══ Data extracts

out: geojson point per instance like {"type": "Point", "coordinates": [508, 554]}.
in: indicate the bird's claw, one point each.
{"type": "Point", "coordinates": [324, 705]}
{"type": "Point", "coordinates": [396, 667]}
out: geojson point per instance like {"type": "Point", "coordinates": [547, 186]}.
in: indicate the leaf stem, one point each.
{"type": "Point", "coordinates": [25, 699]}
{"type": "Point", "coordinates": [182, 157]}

════

◆ Work request
For every line of the material that holds the word "geojson", make a copy.

◆ Task answer
out: geojson point per instance like {"type": "Point", "coordinates": [508, 554]}.
out: geojson point per instance like {"type": "Point", "coordinates": [547, 186]}.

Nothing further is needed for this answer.